══ Kutipan Teks
Sementara itu, Ketua Asosiasi Rumah Sakit Swasta Seluruh Indonesia (ARSSI) Kota Bekasi Eko Nugroho mengatakan, walau ada keterbatasan tempat tidur perawatan pasien Covid-19, rumah sakit tidak menolak pasien. Pihaknya terus berupaya sebisa mungkin menerima pasien yang datang.
”Kondisi terkini, sudah mulai ada antrean yang cukup banyak di UGD karena pasien yang membutuhkan isolasi, terutama ICU, sudah susah. Pasien sendiri sudah sangat sulit mendapatkan perawatan di ICU,” kata Eko.
Di salah satu rumah sakit, kata Eko, ada pasien yang membutuhkan waktu antrean tiga hari untuk mendapat penanganan di ruang ICU. Pasien terpaksa mengantre lantaran pihak rumah sakit kesulitan mendapatkan ruang perawatan yang dilengkapi ICU.
”Masyarakat perlu tahu, di Kota Bekasi, delapan ruang ICU yang masih tersedia merupakan data yang di-update semua rumah sakit dalam sistem bersama yang kami kumpulkan di dinas kesehatan. Data itu terus bergerak dan setiap jam pasti berubah. Delapan ruang ICU yang tersedia sangat tidak aman karena yang mengantre di luar sudah lebih dari delapan orang,” kata Eko.
Menurut Eko, angka kematian akibat Covid-19 di Kota Bekasi yang tinggi itu tidak terlepas dari terbatasnya ruang perawatan ICU. Sebab, pasien yang membutuhkan ICU merupakan pasien dengan gejala berat yang sangat berisiko tinggi meninggal dunia.
”Jadi, memang ada korelasi antara keterbatasan ICU dan penderita yang meninggal. Boleh jadi usia di tangan Tuhan. Tetapi kalau, misalnya, kami punya banyak ICU, angka itu (kematian) bisa lebih rendah,” ujar Eko.
Eko menambahkan, pasien Covid-19 dibagi dalam tiga kategori, yaitu merah, kuning, dan hijau. Pasien dengan kategori merah merupakan pasien bergejala berat yang sewaktu-waktu membutuhkan perawatan di ruang ICU.
Di Kota Bekasi, hingga Rabu, jumlah pasien kategori merah mencapai 320 pasien, kategori kuning 673 pasien, dan kategori hijau 302 pasien. Dari data itu, menunjukkan kalau penderita pasien Covid-19 di Kota Bekasi didominasi pasien bergejala sedang dan berat.
”Jadi, jika mau ambil korelasi ke ICU, pasien kategori merah kemungkinan membutuhkan ICU tinggi,” ucap Eko.
════
- **Perintah Kerja 1**: Tuliskan ulang bagian kutipan tentang ICU di Kota Bekasi mulai dari "Sementara itu, Ketua" sampai dengan "pasien yang datang.", termasuk kedua ujungnya.
- **Perintah Kerja 2**: Bagaimana isi paragraf yang diawali "Di Kota Bekasi, hingga Rabu" dalam kutipan tentang ICU di Kota Bekasi jika diringkas menjadi daftar poin tanpa menghilangkan fakta utamanya?
- **Perintah Kerja 3**: Lanjutkan kutipan tentang ICU di Kota Bekasi, dimulai setelah kalimat terakhirnya.
Entri-entri ini diambil dari sumber yang berbeda.
══ Bahan yang Disediakan
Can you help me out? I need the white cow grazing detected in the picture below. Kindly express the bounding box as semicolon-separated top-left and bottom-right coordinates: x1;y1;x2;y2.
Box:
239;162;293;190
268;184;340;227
════
══ Bahan yang Disediakan
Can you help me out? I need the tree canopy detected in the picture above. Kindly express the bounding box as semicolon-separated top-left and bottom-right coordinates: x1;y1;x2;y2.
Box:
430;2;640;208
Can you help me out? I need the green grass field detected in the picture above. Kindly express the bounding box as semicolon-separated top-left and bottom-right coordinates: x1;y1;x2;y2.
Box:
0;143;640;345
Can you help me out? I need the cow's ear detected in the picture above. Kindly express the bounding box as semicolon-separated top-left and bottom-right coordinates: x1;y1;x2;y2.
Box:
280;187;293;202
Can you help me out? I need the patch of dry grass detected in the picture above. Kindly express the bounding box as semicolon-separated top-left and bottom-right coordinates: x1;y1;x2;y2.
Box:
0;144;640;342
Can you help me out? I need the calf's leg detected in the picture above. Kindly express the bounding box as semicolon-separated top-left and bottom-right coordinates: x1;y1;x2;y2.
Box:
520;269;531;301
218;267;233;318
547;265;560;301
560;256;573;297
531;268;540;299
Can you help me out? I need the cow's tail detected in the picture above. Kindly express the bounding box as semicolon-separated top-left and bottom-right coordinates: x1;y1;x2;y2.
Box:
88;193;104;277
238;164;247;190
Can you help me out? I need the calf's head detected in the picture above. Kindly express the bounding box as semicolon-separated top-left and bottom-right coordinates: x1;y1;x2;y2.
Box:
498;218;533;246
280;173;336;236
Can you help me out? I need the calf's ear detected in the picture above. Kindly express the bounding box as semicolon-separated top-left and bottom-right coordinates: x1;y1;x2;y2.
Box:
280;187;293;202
════
- **Hasil Latihan 1**:
Sementara itu, Ketua Asosiasi Rumah Sakit Swasta Seluruh Indonesia (ARSSI) Kota Bekasi Eko Nugroho mengatakan, walau ada keterbatasan tempat tidur perawatan pasien Covid-19, rumah sakit tidak menolak pasien. Pihaknya terus berupaya sebisa mungkin menerima pasien yang datang.

- **Hasil Latihan 2**:
- Data pasien Covid-19 di Kota Bekasi hingga Rabu:
  - kategori merah: 320 pasien
  - kategori kuning: 673 pasien
  - kategori hijau: 302 pasien
- Data itu menunjukkan bahwa pasien Covid-19 di Kota Bekasi didominasi pasien bergejala sedang dan berat.

- **Hasil Latihan 3**:
Karantina ketat
Menurut Eko, kebijakan pemerintah pusat untuk kembali memberlakukan pembatasan sosial berskala besar (PSBB) ketat di Jawa dan Bali mendesak. Kebijakan tersebut harus segera diimplementasikan.
”Kalau tidak segera diambil kebijakan PSBB ini, yang terjadi adalah kolapsnya dunia rumah sakit di Jawa dan Bali. PSBB ketat juga akan sangat membantu Kota Bekasi,” katanya.
Sebelumnya, Presiden Joko Widodo dalam rapat terbatas membahas penanganan pandemi Covid-19 dan rencana pelaksanaan vaksinasi, di Istana Merdeka, Jakarta, Rabu (6/1/2021), memberikan arahan agar perlunya pembatasan kegiatan masyarakat atau pengetatan pembatasan sosial berskala besar (PSBB) untuk mencegah peningkatan penularan Covid-19. Pengetatan PSBB tidak dilakukan di semua daerah, tetapi di daerah dengan perkembangan kasus Covid-19 yang memburuk.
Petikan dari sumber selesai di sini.